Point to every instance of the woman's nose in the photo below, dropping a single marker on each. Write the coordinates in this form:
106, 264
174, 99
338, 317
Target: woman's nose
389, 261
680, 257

What is required -
Can you rewrite the items with "marker" changed to "dot" and everything else left the same?

Task solution -
Point to every instance of the woman's nose in the photo below, dropping a single dot on each. Write the coordinates in this form:
106, 264
174, 99
338, 317
Target: woman's nose
389, 261
680, 257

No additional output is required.